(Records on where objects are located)
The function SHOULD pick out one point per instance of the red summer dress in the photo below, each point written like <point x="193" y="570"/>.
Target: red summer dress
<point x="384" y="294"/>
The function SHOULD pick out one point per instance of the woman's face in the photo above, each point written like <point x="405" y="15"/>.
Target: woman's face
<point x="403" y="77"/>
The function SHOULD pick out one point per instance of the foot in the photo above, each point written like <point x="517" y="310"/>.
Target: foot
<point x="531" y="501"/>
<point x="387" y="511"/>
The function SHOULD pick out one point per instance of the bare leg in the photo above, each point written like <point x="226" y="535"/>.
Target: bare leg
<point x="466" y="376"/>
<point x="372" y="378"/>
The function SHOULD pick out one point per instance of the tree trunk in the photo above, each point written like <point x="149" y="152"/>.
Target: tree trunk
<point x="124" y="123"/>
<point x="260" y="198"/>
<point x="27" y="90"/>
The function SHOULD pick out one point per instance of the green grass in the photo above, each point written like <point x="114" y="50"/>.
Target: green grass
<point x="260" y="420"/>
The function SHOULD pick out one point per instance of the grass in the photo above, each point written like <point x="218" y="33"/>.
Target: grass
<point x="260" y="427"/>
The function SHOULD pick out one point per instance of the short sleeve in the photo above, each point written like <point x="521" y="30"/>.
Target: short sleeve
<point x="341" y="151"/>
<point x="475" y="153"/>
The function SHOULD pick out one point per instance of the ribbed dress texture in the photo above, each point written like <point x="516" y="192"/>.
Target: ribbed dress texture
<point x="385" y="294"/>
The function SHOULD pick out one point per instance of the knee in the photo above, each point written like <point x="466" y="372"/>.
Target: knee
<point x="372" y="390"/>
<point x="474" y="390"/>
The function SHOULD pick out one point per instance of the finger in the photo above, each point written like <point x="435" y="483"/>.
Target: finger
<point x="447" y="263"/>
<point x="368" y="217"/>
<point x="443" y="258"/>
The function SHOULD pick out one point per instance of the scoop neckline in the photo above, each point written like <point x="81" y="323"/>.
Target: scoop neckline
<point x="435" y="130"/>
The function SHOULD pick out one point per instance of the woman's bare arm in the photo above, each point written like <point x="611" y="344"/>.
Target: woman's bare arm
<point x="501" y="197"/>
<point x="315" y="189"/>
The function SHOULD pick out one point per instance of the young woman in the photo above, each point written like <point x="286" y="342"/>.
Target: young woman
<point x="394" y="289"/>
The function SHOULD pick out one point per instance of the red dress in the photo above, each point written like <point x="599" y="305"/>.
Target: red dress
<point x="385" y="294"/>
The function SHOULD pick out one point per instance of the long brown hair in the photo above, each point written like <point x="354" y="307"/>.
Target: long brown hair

→ **Prompt**
Can you render the lines of the records, from the one holding "of the ribbed" through the end of the records, both included, as a numbered list with blank lines left out?

→ **Answer**
1. The function SHOULD pick out one point per instance of the ribbed dress texture in the photo above, each point written like <point x="516" y="192"/>.
2. Target: ribbed dress texture
3. <point x="385" y="294"/>
4. The function SHOULD pick out one point per instance of the knee in the photo above, each point written like <point x="466" y="372"/>.
5. Target: knee
6. <point x="372" y="390"/>
7. <point x="474" y="390"/>
8. The function SHOULD pick out one point per instance of the finger in the photo above, each point written like <point x="435" y="483"/>.
9. Target: finger
10. <point x="447" y="263"/>
11. <point x="368" y="217"/>
12. <point x="443" y="258"/>
13. The function SHOULD pick out one point per instance of the scoop neckline in the photo above, each point written like <point x="81" y="323"/>.
14. Target: scoop neckline
15. <point x="435" y="130"/>
16. The function SHOULD pick out one point per instance of the woman's bare arm in the photo above, each point written like <point x="611" y="344"/>.
17. Target: woman's bare arm
18. <point x="501" y="197"/>
19. <point x="315" y="189"/>
20. The function SHOULD pick out one point per instance of the young woman in the photo above, each point written like <point x="286" y="342"/>.
21. Target: young woman
22. <point x="394" y="289"/>
23. The function SHOULD pick out one point per instance of the red dress in the photo above, each point written like <point x="599" y="305"/>.
24. Target: red dress
25. <point x="385" y="294"/>
26. The function SHOULD pick out one point per instance of the long brown hair in the photo above, each point written like <point x="354" y="307"/>.
27. Target: long brown hair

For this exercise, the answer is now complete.